** What the exercise asks **
Show every line of the data below that contains the string "rear", treating uppercase and lowercase letters as different.

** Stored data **
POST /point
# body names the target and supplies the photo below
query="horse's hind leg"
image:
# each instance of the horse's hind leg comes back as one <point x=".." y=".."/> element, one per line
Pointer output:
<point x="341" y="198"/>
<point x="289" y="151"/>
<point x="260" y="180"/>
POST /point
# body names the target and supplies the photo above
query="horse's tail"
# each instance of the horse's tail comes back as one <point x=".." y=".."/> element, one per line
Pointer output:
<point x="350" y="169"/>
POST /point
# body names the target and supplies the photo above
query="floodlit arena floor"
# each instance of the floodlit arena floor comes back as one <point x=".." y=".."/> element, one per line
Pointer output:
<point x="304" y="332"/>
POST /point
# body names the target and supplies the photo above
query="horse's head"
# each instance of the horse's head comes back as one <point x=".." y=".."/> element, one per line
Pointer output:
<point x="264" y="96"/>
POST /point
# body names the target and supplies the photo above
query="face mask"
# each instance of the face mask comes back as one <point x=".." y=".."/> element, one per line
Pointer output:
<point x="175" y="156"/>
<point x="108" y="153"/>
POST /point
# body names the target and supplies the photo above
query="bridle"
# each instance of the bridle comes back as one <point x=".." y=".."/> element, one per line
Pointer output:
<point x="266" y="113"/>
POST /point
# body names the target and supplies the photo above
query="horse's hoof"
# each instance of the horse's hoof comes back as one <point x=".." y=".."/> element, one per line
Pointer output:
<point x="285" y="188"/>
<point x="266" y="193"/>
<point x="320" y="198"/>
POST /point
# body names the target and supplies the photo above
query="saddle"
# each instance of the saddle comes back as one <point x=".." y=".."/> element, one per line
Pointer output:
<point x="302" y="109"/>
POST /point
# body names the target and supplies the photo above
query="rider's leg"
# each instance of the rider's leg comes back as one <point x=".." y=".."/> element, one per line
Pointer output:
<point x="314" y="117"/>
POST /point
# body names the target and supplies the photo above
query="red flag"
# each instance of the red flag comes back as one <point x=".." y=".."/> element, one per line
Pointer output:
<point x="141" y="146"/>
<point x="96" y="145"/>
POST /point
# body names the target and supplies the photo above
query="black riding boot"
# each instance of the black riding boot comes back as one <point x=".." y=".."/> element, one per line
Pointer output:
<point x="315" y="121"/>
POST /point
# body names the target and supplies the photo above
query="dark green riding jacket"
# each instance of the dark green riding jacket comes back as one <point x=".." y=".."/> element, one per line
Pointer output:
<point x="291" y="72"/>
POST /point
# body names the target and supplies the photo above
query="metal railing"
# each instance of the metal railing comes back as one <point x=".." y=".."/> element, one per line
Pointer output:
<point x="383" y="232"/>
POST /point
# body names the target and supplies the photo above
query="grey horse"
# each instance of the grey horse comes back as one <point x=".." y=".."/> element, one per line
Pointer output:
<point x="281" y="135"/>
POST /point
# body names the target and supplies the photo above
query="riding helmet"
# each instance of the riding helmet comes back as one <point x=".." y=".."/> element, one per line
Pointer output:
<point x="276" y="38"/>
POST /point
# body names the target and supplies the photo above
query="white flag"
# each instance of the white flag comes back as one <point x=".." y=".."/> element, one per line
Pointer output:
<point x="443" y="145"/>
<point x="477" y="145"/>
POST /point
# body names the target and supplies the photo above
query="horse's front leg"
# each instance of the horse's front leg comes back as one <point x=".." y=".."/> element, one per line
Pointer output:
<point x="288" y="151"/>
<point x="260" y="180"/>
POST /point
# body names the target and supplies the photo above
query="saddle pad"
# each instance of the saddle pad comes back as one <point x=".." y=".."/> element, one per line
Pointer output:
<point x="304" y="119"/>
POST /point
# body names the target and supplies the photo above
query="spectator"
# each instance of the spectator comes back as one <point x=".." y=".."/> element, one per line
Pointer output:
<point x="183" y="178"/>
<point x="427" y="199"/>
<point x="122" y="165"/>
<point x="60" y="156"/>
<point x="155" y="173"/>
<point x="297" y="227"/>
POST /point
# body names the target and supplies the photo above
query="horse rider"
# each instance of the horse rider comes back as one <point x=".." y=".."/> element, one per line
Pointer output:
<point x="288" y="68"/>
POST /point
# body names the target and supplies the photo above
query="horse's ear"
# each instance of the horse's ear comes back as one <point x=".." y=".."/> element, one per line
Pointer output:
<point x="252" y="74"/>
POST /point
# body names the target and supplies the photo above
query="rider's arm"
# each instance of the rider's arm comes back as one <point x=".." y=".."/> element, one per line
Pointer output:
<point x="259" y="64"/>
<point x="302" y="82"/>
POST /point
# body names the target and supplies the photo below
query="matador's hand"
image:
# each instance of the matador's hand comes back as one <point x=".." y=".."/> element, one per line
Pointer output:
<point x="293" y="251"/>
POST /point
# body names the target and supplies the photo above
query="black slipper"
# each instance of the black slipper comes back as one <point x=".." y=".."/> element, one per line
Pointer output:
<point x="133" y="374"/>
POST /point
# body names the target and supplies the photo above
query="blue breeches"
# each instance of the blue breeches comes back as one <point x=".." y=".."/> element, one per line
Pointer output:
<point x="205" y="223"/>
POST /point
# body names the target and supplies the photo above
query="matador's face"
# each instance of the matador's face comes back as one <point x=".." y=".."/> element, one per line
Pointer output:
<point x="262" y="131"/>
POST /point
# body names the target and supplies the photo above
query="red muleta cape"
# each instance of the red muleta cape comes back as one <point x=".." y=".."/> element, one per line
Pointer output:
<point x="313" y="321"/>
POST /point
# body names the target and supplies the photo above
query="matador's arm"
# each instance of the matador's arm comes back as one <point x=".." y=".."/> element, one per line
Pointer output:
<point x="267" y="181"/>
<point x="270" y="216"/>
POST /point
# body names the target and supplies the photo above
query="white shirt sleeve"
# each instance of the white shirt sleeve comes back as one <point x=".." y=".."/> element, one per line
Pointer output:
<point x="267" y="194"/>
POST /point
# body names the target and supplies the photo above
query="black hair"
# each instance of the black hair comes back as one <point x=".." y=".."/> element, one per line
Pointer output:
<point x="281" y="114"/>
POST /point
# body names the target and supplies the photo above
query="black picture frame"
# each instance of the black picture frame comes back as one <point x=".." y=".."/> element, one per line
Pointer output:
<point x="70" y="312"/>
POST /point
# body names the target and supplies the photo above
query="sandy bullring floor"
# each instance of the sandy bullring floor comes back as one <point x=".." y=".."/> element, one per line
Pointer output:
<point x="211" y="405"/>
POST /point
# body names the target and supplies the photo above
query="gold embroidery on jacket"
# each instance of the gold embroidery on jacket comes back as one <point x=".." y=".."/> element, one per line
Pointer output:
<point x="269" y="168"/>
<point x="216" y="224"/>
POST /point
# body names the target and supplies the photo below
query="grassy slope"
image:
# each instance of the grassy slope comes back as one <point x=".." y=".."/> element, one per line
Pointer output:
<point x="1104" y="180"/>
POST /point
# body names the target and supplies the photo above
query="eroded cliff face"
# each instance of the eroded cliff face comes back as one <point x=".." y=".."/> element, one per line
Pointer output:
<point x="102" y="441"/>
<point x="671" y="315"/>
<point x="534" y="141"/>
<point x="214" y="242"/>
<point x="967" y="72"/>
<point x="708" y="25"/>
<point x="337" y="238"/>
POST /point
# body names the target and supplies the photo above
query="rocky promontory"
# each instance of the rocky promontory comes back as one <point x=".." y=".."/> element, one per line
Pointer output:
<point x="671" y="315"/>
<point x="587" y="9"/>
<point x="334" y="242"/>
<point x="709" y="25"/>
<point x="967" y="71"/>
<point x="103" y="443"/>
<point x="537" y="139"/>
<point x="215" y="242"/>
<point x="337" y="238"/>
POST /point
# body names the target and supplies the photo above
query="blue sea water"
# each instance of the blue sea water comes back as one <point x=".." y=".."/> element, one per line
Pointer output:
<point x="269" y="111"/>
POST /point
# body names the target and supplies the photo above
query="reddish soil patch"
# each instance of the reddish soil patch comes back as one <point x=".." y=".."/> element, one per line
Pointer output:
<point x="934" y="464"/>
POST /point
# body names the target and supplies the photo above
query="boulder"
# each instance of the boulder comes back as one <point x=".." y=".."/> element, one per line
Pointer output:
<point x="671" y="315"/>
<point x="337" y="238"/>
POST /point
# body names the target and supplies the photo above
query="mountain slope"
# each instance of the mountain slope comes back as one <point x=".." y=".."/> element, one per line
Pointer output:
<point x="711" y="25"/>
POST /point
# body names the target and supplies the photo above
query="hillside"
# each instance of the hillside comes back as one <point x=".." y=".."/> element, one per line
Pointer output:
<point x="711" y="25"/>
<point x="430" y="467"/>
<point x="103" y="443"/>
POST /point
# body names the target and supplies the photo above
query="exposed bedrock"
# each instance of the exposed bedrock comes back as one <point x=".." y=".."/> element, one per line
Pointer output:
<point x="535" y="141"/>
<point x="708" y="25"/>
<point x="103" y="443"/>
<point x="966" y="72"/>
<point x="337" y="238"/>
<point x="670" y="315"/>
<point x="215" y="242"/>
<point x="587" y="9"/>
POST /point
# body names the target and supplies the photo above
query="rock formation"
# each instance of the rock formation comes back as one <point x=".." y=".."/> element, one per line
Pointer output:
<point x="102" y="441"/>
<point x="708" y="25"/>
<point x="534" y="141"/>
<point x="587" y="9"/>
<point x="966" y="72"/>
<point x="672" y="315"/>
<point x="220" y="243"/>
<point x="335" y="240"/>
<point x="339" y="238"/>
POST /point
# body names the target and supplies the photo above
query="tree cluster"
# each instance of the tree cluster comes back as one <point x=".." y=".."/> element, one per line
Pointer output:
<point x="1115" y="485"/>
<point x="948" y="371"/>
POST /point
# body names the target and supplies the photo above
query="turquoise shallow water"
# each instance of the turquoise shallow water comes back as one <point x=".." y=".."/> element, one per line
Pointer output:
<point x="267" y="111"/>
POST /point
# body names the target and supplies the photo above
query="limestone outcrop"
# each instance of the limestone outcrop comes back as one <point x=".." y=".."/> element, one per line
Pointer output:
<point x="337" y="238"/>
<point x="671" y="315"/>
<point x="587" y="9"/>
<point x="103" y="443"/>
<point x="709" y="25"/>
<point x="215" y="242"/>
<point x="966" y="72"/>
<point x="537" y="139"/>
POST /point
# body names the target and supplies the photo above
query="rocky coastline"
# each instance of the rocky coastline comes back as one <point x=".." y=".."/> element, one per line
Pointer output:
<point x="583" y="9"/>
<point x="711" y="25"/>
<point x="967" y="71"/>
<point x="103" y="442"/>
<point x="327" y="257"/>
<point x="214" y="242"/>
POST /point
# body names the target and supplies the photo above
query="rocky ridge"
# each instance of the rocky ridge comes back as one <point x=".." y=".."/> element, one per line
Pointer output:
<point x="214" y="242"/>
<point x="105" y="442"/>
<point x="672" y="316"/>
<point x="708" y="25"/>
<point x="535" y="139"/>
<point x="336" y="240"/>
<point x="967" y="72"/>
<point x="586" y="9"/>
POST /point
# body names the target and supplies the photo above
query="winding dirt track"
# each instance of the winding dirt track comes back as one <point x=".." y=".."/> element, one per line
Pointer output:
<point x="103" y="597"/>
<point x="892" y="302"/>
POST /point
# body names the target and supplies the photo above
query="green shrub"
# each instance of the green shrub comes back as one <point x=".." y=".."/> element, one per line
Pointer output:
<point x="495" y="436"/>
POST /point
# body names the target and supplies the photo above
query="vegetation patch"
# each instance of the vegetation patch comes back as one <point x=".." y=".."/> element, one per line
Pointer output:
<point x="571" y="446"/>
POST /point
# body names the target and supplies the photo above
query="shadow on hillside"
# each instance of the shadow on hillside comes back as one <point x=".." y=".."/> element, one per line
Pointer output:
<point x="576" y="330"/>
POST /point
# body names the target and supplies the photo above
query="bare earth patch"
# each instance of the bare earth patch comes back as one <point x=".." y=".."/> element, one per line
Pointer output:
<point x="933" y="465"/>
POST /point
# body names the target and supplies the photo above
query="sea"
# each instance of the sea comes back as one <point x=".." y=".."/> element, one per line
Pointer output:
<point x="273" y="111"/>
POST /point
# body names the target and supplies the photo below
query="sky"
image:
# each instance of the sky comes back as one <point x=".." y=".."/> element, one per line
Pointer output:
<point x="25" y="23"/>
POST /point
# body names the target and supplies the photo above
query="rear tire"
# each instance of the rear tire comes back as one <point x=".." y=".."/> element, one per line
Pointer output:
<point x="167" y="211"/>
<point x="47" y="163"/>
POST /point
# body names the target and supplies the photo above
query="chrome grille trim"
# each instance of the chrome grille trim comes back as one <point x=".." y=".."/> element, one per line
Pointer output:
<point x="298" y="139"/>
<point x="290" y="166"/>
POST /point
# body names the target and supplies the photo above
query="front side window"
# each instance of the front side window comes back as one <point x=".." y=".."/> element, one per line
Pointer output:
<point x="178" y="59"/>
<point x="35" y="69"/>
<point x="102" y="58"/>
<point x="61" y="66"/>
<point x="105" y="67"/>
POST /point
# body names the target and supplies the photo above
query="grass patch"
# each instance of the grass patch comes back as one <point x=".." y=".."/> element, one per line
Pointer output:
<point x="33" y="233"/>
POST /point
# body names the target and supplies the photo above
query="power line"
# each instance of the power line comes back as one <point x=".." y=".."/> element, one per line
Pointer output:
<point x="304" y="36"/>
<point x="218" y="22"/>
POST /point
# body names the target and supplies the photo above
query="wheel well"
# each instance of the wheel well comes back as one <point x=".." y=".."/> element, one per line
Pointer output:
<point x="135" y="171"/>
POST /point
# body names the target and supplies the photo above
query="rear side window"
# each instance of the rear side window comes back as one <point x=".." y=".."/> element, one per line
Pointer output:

** Full answer **
query="rear tire"
# each instance of the rear tire comes back as one <point x=".." y=".."/> element, one per line
query="rear side window"
# each instance of the rear side window comes back as one <point x=".." y=".."/> element, one per line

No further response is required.